Work to do:
Collect every line in the items below that contains the word "bowl".

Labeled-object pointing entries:

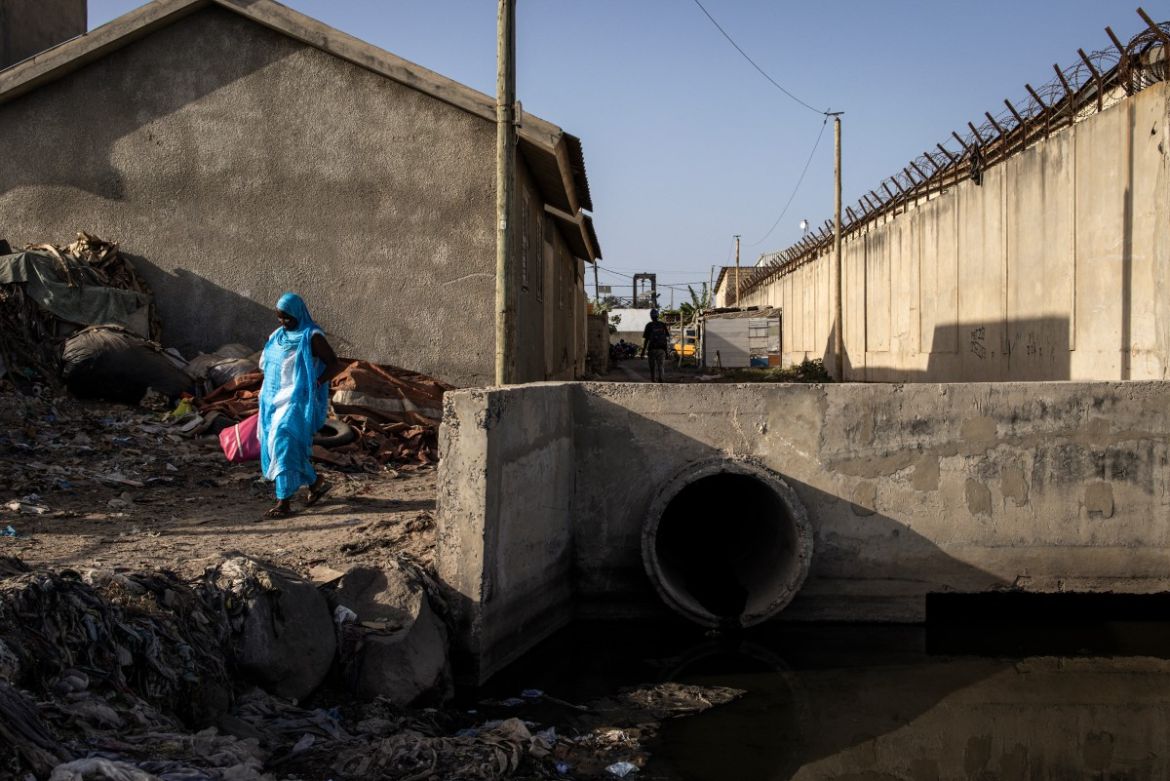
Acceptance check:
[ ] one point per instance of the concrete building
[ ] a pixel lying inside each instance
(32, 26)
(1053, 267)
(236, 149)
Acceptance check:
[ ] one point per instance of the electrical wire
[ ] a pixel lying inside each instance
(673, 285)
(795, 189)
(762, 73)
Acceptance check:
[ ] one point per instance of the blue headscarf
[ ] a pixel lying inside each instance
(293, 406)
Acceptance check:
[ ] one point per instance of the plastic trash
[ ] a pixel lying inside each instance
(621, 769)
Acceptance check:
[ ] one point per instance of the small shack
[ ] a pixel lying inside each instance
(738, 338)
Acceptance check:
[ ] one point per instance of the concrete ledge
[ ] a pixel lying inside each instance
(909, 490)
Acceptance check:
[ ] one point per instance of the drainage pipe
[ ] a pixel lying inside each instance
(727, 541)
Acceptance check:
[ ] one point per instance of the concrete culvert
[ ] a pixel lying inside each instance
(727, 541)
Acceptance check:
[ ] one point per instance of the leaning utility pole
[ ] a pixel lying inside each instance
(506, 180)
(838, 320)
(737, 269)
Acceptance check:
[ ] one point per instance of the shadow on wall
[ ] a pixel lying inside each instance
(125, 91)
(1017, 351)
(225, 316)
(852, 545)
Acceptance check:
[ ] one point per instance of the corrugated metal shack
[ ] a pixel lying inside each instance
(737, 338)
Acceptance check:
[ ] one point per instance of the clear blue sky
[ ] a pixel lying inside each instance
(686, 144)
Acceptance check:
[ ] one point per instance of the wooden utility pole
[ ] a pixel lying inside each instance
(838, 320)
(737, 269)
(506, 181)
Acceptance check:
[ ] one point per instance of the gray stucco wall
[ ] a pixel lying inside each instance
(234, 164)
(32, 26)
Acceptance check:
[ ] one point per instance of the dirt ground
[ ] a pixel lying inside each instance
(94, 485)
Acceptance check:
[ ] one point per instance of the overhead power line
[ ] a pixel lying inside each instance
(762, 71)
(789, 202)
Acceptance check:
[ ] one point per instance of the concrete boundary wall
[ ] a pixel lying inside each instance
(1052, 269)
(909, 490)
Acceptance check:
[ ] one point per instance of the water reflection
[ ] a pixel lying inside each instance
(875, 704)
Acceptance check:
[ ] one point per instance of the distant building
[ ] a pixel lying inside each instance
(236, 150)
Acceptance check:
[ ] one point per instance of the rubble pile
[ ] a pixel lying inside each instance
(48, 292)
(393, 412)
(142, 677)
(53, 444)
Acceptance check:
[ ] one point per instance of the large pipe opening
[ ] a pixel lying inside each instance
(727, 543)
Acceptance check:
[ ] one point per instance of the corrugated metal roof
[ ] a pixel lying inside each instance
(743, 313)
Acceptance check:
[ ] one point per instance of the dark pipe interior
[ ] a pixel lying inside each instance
(727, 543)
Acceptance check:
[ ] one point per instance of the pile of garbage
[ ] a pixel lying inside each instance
(81, 317)
(392, 414)
(48, 292)
(145, 677)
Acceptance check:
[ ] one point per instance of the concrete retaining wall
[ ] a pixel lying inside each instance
(910, 490)
(506, 540)
(1050, 270)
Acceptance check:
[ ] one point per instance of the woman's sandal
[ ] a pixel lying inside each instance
(316, 496)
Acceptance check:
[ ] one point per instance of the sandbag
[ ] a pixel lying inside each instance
(110, 363)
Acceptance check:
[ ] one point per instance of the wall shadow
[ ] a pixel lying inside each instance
(225, 315)
(125, 91)
(610, 515)
(1027, 350)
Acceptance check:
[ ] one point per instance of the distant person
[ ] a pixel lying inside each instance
(655, 339)
(294, 401)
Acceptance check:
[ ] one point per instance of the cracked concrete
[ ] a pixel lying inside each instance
(909, 490)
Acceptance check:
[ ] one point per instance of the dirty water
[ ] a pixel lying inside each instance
(979, 699)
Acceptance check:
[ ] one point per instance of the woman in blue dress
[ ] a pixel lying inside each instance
(294, 401)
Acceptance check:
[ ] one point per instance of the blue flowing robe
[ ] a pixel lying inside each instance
(293, 405)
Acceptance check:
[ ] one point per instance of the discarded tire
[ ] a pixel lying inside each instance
(110, 363)
(727, 540)
(334, 434)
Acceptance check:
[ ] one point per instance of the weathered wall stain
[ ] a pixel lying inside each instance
(926, 474)
(1099, 499)
(865, 499)
(978, 497)
(1012, 485)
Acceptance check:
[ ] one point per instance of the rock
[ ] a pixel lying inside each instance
(283, 633)
(398, 649)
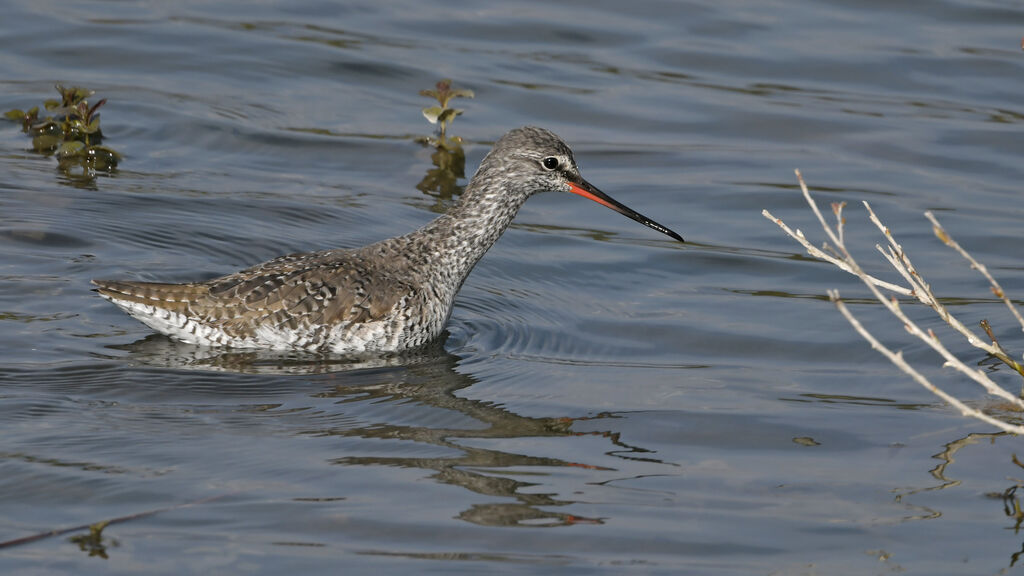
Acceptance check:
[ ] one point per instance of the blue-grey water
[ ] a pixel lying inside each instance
(606, 400)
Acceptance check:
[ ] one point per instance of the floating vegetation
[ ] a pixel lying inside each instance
(71, 132)
(449, 157)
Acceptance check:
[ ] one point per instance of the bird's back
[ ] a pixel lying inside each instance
(345, 300)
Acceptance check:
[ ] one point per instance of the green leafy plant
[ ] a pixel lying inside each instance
(71, 132)
(449, 158)
(442, 115)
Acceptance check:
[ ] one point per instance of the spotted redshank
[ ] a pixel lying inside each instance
(388, 296)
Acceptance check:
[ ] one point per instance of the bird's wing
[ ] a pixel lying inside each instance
(295, 292)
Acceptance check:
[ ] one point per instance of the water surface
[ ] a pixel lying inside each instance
(606, 400)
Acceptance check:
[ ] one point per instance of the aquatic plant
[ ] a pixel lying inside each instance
(71, 132)
(443, 115)
(916, 287)
(449, 158)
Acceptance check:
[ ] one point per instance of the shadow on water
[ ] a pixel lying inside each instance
(427, 378)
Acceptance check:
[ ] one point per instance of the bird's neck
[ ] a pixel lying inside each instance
(458, 239)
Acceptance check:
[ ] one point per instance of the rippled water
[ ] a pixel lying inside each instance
(606, 400)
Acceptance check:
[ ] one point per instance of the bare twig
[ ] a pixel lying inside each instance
(897, 359)
(921, 290)
(996, 289)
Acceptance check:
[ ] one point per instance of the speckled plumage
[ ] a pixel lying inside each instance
(391, 295)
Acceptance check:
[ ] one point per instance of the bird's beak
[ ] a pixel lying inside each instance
(587, 190)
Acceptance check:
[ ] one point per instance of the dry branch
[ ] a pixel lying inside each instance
(920, 289)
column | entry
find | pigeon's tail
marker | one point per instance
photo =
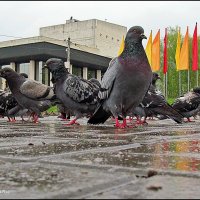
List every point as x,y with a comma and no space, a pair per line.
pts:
170,112
100,116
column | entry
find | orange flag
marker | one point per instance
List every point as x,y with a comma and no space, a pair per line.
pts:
121,49
148,49
184,54
155,65
195,50
165,63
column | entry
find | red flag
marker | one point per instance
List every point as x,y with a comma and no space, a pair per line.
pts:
195,50
165,67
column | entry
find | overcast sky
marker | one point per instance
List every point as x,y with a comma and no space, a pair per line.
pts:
24,18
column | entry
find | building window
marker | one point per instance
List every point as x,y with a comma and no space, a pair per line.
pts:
91,73
78,71
45,76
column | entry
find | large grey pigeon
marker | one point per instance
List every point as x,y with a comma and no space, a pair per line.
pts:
29,94
188,104
125,82
78,95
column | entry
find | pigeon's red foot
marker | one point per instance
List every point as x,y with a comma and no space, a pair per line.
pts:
189,120
72,122
11,119
140,122
123,125
35,118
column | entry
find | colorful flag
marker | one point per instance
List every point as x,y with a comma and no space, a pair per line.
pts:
148,49
178,49
195,50
121,47
165,66
156,52
184,54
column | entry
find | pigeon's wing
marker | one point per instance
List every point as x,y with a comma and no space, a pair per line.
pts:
108,79
35,90
80,90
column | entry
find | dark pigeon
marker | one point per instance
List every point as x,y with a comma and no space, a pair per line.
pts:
125,82
189,104
8,104
29,94
154,104
78,95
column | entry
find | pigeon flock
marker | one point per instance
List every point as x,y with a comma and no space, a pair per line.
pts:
127,89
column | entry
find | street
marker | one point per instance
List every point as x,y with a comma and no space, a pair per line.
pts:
50,160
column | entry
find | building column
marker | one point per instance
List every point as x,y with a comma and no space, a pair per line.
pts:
99,75
12,65
32,70
85,72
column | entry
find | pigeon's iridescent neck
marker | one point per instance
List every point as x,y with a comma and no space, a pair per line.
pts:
133,48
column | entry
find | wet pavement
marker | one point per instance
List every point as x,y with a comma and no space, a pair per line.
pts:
50,160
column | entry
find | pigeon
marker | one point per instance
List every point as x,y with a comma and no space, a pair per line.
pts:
188,104
125,82
29,94
154,103
95,82
78,95
8,103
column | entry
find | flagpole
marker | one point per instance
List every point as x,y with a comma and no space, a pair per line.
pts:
188,80
166,85
179,76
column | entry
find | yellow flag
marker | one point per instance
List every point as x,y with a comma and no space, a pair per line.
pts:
121,47
148,49
155,63
184,54
178,49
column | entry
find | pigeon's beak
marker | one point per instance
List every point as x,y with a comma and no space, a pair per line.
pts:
143,36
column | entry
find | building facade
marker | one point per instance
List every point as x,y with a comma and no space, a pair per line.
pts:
91,49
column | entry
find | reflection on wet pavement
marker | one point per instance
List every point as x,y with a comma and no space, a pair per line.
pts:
27,149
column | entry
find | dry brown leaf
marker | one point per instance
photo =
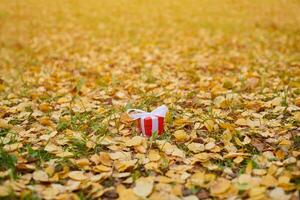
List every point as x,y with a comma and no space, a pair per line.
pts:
143,187
77,175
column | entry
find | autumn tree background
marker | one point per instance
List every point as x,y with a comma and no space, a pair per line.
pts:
229,72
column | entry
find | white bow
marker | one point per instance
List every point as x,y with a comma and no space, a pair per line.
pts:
159,111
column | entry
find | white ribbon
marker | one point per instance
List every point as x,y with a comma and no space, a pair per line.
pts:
140,114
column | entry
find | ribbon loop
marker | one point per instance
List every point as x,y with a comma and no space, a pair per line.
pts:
159,111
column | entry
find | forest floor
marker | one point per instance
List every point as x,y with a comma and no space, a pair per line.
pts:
229,72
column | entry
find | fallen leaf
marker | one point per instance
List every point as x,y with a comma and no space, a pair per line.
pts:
143,187
77,175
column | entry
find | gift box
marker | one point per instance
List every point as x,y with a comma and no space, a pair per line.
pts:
149,122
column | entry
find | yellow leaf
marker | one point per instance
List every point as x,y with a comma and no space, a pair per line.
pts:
77,175
181,136
220,186
40,176
196,147
143,187
153,155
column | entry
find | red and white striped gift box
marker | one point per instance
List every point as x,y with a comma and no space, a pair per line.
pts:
148,123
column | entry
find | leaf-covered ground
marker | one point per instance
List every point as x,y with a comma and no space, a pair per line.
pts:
229,71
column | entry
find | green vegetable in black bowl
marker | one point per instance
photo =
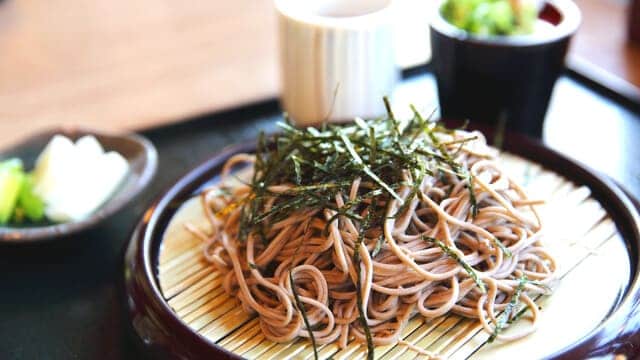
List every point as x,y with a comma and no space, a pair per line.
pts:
491,17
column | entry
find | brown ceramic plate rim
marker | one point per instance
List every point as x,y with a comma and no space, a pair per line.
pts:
25,235
165,335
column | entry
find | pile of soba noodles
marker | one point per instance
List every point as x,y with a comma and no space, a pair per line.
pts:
343,233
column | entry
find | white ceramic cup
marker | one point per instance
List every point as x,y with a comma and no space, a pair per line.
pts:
337,59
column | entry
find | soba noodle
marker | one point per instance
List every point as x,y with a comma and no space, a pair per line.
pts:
446,244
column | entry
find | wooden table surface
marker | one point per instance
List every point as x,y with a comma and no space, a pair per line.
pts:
116,64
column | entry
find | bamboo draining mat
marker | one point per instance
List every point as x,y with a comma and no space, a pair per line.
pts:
584,239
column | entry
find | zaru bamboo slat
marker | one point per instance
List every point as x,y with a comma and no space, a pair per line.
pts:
193,288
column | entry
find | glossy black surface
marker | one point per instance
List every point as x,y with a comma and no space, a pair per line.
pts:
62,301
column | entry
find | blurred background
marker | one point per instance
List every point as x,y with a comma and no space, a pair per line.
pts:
139,64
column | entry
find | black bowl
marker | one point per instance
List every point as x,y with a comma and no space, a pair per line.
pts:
502,78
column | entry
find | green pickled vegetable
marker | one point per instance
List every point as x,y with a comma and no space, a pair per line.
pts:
29,203
11,180
491,17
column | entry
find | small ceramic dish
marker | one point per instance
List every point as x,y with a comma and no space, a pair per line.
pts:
138,151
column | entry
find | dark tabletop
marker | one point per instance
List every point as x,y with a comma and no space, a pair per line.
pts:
63,300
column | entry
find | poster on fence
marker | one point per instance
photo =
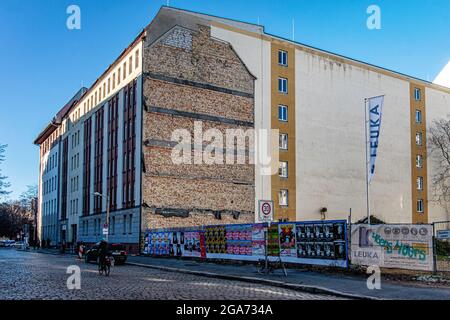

Answer for the task:
find | green vegetable in black bowl
find | black bowl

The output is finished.